**TEXT EXTRACT:**

Walking Through Church History 1: Underground Church

Around the year 112 CE, the Roman Governor Pliny of Bythynia in Asia Minor wrote a letter to Emperor Trajan asking for advice about a new sect. They were called Christians, and the Governor wanted the Emperor to review his treatment of them, since no precedent to dealing with them seemed to exist. Thus began the recorded history of Christianity from official accounts: a group to be dealt with as hostile to the pax Romana and corrosive to society.

Looking back over the history of Christianity, it’s easy to fall for many urban legends, both from within our tradition and from hostile sources. Hagiography, the histories of the Saints, is an important tool for understanding the Faith and how we came to be, but it’s unreliable as objective history. History that tries to write religion out of the story, or recasts it mostly in contemporary terms is suspect as well: projecting ourselves back over time is a dangerous business, for our ancestors didn’t have the exactly same mindset we do. The Truth almost always lies in the middle, unknowable in part, and yet comprehensible as we uncover more of it. We need to make the journey to better understand who we are and how we came to be. Occasionally, we have the grace to avoid a mistake someone else made.

It’s tempting to think the Church sprang fully formed from the end of Christ’s ministry, however the Church of this period didn’t look like today’s Churches any more than superficially. Christianity has always evolved and responded to the societies and cultures it found itself in. This has had both good and bad effects.

The first great controversy in the fledgling Church happened around the year 50, and is well documented in the book of Acts and Paul’s letters. It was a sharp division: did you have to be a fully practicing Jew, circumcised and kosher, in order to be baptised? We’ve lived with the answer for most of the Church’s history, but this difference of opinion lasted a significant time beyond the Council of Jerusalem in 50 CE, and the degree of interpretation of law is still an active area of dispute today. The separation of Christianity and Jewish practice became a weak spot in relations with the rest of the Empire through this period: outsiders couldn’t understand how Christians could claim continuity with Judaism without following Jewish practice.

Christianity officially separated from Judiasm around the year 85 CE, when the rabbis of Jamnia inserted a prayer into the synagogue services that would call a curse down upon a Christian that prayed it. Rabbinical Judaism was in the process of drawing the lines of their faith more tightly after the disastrous Great Rebellion of 66-70 CE, and Messianic threads were being eliminated or diminished. Early Jewish Christians refused to take part in the Great Rebellion, moving to Petra in modern day Jordan. The increasing numbers of Gentiles who converted directly to Christianity without becoming Jewish first pushed the movement out of the Jewish orbit, and away from the religious exemption Jews enjoyed from participating in Roman state cultic practices. Local relationships between Jews and Christians ranged from openly hostile to cordial, even past the elevation of Christianity to the official religion of the Empire. In some places, local Christians sought out the rabbi’s advice on questions about Hebrew Scripture, and in Antioch of the late 4th century, Christians were joining celebrations of the Jewish New Year, which inspired St. John Chrysostom to level his most virulent attacks against Judaism.

**RECORD EXCERPTS:**

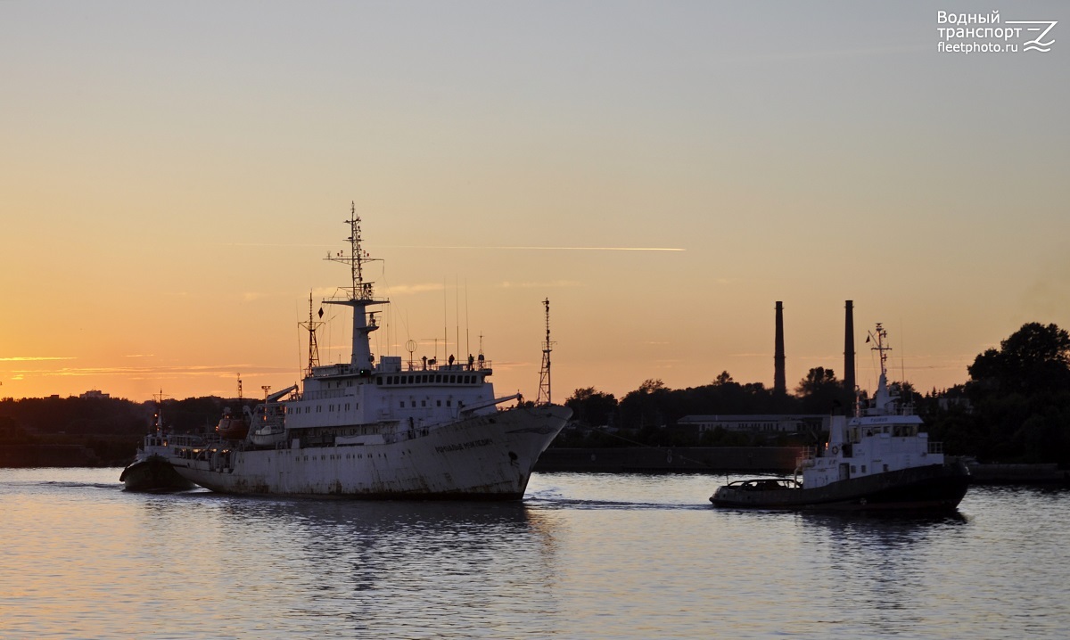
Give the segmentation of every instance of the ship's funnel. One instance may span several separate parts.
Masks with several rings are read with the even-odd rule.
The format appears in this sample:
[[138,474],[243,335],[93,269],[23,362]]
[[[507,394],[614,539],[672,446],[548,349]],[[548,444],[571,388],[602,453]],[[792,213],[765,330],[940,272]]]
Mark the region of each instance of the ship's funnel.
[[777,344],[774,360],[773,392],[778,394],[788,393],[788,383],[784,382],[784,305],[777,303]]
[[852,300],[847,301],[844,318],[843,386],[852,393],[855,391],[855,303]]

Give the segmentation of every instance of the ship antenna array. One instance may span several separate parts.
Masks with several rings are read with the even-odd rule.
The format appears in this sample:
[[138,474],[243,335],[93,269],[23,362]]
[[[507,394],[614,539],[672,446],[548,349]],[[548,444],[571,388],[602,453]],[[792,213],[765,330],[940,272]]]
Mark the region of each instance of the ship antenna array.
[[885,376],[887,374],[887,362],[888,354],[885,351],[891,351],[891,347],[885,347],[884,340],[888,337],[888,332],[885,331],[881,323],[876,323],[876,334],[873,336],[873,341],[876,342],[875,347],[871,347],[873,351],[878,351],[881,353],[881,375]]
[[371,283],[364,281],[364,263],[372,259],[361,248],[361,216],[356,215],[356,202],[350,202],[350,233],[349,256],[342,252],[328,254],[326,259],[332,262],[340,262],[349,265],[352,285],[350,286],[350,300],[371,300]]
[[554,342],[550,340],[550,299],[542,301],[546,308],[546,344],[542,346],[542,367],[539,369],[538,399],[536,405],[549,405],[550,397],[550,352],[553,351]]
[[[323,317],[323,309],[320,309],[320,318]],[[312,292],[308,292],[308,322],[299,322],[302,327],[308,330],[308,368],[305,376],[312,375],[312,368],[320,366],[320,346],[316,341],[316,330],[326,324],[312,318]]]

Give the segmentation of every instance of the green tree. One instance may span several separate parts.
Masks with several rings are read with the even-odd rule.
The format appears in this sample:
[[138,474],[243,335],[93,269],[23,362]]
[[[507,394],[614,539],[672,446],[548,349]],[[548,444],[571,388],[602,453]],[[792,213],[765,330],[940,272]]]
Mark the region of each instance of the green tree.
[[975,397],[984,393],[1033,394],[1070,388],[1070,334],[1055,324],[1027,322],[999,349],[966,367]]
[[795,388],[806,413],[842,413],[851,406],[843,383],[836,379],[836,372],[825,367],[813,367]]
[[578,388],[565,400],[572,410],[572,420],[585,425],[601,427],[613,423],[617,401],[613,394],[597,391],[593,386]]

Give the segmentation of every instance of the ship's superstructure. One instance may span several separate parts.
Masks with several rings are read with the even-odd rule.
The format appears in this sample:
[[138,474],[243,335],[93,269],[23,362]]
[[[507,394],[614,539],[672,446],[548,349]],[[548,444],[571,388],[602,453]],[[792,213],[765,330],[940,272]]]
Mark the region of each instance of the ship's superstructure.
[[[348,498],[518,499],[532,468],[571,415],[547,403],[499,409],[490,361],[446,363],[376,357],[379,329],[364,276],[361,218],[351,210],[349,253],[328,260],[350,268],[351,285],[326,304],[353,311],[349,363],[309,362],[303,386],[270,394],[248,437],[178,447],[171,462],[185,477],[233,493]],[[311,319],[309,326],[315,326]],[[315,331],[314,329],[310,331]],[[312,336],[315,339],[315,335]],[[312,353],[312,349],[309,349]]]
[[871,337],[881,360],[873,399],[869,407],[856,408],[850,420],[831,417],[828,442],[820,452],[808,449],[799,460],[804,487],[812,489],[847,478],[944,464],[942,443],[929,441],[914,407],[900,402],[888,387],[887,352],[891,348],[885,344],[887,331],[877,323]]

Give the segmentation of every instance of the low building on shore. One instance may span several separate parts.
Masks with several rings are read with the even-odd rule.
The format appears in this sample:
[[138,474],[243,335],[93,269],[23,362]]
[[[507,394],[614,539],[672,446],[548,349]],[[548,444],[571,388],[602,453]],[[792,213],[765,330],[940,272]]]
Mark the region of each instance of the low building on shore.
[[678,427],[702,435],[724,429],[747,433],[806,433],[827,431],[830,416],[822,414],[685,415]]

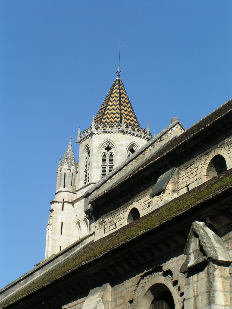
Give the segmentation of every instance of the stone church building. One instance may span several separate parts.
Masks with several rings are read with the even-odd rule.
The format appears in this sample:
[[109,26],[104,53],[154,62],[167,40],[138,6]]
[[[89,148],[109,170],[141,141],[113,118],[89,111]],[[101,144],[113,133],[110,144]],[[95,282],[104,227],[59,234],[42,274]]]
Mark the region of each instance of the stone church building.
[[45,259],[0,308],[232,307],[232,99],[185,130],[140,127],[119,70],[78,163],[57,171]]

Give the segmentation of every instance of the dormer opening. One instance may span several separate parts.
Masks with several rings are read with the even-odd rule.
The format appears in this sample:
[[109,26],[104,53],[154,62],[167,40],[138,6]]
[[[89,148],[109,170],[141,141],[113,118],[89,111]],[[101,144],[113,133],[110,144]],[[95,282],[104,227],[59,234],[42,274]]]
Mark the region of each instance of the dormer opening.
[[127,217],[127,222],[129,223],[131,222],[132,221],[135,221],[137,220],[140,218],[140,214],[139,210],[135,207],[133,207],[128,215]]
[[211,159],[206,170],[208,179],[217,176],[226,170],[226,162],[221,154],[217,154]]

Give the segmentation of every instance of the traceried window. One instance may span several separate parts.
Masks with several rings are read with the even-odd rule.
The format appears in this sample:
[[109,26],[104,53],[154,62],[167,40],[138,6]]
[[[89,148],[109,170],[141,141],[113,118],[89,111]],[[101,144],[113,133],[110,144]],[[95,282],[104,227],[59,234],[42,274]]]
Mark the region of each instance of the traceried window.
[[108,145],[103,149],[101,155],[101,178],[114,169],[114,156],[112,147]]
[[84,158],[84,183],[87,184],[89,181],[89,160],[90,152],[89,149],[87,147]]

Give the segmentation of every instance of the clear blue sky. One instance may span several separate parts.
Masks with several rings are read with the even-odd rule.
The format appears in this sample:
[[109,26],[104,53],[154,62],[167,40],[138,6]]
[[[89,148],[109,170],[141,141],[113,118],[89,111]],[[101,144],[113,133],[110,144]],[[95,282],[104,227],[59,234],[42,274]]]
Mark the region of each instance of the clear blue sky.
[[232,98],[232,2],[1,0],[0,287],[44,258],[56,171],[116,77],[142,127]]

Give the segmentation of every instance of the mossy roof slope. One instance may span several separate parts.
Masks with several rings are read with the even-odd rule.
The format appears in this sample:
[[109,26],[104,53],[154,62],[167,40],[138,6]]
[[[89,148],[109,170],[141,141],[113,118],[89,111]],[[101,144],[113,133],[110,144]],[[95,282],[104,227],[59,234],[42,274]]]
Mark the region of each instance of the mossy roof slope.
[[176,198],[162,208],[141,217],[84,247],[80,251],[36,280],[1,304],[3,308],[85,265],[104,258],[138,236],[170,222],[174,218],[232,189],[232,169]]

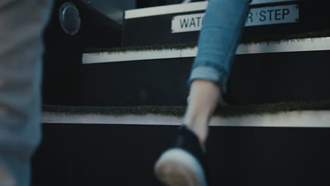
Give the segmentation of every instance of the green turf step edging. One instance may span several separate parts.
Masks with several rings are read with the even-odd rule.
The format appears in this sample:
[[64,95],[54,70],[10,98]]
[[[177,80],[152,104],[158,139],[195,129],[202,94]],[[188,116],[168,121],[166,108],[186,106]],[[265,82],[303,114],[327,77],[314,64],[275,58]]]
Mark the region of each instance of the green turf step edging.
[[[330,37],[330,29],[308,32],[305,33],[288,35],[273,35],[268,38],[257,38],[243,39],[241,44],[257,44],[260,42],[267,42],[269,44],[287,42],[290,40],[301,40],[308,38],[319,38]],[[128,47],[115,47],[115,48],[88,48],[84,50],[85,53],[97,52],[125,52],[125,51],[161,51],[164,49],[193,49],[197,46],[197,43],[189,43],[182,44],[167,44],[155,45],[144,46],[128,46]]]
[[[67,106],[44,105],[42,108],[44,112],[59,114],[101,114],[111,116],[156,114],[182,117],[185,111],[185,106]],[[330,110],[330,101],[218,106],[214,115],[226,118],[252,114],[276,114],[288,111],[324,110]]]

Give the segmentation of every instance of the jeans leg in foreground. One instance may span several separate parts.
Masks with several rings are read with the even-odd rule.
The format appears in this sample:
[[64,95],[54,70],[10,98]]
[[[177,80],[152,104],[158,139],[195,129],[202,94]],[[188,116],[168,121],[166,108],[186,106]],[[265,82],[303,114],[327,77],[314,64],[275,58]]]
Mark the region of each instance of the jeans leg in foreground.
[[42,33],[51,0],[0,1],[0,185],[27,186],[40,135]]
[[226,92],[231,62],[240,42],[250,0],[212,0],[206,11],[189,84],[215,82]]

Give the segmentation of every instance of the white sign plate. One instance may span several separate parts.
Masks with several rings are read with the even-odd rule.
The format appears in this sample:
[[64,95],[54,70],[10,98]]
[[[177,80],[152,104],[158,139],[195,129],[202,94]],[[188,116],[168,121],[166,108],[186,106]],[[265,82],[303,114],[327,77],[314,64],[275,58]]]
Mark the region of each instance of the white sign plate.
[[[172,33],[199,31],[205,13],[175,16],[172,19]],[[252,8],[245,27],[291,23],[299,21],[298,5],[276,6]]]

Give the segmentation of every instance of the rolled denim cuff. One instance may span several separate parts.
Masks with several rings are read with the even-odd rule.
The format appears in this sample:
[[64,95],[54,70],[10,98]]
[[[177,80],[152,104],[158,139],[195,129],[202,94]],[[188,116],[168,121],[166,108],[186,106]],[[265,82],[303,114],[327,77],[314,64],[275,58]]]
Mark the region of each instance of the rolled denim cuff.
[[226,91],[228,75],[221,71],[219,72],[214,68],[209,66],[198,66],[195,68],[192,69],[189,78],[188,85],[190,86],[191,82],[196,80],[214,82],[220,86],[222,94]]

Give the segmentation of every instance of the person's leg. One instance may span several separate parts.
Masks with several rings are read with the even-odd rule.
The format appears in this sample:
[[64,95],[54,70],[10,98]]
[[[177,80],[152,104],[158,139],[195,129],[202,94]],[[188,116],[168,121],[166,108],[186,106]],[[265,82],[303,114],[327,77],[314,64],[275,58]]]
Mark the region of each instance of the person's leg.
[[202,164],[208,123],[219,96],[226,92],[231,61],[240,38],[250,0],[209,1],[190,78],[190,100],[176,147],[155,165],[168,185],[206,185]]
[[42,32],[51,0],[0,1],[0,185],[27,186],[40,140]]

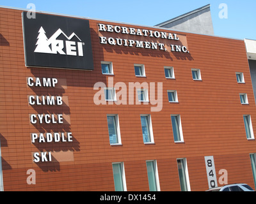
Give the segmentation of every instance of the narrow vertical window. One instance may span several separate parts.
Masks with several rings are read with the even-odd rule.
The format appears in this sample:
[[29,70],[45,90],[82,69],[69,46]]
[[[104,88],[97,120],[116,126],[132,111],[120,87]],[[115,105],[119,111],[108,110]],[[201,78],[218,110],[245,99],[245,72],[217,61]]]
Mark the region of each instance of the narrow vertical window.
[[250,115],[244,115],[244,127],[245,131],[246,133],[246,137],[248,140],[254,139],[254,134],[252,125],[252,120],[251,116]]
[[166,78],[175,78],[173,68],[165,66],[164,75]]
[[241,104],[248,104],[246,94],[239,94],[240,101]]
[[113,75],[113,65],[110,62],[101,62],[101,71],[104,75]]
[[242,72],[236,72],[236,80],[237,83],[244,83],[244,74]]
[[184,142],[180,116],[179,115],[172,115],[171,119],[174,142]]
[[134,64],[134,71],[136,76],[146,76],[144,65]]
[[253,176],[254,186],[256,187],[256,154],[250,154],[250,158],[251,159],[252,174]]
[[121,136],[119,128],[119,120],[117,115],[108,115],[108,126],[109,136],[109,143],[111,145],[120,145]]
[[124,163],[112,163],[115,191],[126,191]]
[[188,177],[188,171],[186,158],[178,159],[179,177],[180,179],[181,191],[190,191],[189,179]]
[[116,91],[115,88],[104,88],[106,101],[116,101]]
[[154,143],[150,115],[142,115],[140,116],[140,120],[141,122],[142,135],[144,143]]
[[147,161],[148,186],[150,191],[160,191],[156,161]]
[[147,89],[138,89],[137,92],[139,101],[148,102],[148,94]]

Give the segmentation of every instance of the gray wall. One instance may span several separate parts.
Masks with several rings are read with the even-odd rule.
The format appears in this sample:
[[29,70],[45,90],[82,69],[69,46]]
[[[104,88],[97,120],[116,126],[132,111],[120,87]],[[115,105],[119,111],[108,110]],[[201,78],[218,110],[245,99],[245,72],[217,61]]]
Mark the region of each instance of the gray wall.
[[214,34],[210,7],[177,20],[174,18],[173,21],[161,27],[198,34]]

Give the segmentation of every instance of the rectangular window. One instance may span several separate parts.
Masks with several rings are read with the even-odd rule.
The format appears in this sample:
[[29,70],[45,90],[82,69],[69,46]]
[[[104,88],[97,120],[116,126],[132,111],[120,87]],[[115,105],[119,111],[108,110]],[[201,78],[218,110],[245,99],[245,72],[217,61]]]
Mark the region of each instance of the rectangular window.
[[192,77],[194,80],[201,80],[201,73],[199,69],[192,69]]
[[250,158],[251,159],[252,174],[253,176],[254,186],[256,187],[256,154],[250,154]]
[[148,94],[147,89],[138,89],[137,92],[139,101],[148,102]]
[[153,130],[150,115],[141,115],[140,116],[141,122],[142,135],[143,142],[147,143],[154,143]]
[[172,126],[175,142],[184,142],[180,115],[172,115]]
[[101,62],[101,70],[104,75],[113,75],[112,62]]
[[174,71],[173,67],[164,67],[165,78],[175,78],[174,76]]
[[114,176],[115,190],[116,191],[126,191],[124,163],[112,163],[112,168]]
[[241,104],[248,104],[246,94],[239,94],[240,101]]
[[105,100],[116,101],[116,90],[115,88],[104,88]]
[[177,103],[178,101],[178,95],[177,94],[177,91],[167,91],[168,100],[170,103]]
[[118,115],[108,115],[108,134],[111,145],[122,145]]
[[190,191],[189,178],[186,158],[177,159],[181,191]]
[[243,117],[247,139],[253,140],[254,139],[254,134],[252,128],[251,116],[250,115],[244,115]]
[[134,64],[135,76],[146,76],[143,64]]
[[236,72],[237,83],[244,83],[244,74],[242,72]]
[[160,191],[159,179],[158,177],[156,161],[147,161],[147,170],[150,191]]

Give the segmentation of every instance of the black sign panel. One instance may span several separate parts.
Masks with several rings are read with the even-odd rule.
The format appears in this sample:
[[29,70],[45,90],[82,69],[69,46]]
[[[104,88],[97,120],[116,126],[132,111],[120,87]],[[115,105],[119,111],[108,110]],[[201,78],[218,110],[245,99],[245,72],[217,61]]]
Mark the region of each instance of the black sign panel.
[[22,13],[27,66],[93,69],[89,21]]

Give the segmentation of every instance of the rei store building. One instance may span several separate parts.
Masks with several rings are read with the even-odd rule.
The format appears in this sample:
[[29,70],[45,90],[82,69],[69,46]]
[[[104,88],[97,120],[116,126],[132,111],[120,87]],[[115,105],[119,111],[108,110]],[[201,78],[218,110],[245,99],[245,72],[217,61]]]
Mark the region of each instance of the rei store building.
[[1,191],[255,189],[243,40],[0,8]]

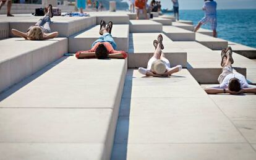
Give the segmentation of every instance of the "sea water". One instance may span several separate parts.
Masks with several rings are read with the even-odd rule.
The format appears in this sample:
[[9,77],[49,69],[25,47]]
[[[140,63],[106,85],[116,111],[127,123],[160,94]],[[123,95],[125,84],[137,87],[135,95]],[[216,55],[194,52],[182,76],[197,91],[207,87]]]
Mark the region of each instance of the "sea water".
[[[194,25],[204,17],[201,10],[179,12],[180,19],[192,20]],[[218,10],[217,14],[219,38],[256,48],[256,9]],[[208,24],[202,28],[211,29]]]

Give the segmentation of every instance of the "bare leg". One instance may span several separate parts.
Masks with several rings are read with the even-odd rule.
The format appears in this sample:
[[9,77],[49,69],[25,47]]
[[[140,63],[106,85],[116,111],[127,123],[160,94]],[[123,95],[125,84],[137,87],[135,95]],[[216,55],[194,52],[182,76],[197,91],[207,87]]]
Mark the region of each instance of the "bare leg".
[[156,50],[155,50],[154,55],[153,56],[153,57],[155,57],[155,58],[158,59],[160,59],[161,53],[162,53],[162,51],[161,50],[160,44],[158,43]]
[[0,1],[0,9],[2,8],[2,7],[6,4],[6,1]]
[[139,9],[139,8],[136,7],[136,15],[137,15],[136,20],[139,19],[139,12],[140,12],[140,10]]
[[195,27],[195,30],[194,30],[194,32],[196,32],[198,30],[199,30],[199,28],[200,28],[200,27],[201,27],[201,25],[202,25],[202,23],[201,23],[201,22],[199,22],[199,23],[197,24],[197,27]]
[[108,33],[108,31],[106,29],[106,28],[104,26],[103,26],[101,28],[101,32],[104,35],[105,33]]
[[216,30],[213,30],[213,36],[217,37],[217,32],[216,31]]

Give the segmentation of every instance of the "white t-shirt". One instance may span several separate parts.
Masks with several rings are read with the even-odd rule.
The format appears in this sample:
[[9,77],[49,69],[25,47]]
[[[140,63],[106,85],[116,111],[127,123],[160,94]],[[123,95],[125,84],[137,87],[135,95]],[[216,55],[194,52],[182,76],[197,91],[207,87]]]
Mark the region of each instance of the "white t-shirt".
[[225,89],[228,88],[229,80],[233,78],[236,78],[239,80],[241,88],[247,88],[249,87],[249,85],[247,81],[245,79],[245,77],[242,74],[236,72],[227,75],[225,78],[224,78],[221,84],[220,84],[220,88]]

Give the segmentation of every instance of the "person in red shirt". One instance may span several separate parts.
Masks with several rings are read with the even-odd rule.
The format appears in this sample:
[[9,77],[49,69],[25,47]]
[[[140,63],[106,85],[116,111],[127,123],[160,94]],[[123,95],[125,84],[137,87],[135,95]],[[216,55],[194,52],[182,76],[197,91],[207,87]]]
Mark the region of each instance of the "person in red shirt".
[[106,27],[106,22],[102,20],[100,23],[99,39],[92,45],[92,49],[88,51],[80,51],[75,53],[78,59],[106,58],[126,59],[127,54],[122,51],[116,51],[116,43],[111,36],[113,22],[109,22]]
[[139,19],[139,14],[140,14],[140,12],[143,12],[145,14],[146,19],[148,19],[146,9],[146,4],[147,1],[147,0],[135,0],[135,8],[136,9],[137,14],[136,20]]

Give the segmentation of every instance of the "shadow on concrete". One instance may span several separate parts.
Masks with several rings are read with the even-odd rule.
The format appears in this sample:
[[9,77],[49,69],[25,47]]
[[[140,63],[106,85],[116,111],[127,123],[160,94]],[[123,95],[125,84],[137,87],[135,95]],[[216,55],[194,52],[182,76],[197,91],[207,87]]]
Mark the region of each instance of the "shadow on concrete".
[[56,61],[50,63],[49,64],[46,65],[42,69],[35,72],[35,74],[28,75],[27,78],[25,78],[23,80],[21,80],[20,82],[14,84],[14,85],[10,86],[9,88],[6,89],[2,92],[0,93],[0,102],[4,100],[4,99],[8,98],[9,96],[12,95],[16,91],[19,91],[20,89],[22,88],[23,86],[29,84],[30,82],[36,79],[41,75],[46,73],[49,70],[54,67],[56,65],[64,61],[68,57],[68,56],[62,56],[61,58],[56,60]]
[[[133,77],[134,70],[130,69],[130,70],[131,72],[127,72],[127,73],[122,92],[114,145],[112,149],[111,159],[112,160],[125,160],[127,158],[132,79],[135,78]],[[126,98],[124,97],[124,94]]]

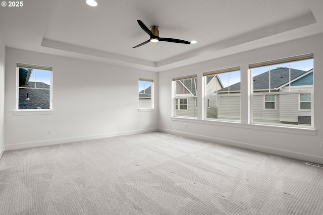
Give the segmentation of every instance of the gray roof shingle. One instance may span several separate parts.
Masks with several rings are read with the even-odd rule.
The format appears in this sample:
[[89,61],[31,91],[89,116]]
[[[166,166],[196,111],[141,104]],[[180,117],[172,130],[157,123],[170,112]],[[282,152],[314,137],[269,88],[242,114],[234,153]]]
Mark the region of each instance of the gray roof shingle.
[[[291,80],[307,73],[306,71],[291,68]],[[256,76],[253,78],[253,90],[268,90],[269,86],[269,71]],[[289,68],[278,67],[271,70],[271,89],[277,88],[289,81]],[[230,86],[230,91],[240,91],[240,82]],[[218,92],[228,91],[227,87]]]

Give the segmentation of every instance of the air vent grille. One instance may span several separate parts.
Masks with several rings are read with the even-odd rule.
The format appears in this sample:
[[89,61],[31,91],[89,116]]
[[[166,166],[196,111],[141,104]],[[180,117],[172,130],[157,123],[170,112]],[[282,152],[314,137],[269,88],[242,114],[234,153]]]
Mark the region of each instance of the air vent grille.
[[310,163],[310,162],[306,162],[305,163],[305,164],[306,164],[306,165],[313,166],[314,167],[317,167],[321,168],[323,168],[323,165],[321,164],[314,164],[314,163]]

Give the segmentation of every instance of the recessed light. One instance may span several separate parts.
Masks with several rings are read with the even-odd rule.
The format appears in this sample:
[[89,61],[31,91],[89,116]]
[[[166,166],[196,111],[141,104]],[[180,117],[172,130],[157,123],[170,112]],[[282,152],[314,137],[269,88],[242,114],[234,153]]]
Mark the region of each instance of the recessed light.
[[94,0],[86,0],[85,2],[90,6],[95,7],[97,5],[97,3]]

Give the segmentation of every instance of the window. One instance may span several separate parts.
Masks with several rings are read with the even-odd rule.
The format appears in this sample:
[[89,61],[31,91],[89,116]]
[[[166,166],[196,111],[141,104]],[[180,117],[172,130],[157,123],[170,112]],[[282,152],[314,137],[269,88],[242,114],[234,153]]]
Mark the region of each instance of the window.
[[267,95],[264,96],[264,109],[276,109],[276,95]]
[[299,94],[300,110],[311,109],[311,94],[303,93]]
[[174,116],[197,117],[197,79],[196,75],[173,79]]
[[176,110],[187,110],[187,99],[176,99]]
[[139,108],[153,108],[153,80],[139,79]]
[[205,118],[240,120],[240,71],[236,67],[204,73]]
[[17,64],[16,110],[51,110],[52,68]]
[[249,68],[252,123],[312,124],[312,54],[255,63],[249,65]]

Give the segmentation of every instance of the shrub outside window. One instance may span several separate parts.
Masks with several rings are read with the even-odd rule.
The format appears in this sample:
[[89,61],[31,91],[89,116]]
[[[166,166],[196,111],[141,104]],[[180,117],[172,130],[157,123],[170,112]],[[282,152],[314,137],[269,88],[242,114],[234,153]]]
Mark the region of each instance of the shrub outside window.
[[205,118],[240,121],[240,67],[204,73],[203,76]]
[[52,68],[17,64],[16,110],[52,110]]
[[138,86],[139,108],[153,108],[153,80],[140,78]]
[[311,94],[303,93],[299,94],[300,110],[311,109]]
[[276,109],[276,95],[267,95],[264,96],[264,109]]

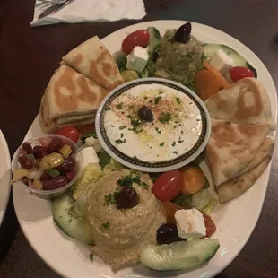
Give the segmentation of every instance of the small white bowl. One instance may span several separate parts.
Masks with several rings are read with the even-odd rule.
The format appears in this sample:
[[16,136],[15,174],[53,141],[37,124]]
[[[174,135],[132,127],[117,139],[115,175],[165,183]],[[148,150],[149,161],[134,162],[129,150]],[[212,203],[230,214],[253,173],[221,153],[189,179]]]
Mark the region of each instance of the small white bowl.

**DIRECTIVE:**
Put this sentence from the church history text into Spanish: "Christianity has always evolved and responded to the societies and cultures it found itself in."

**EXERCISE ANSWER:**
El cristianismo siempre ha evolucionado y ha respondido a las sociedades y culturas en las que se ha encontrado.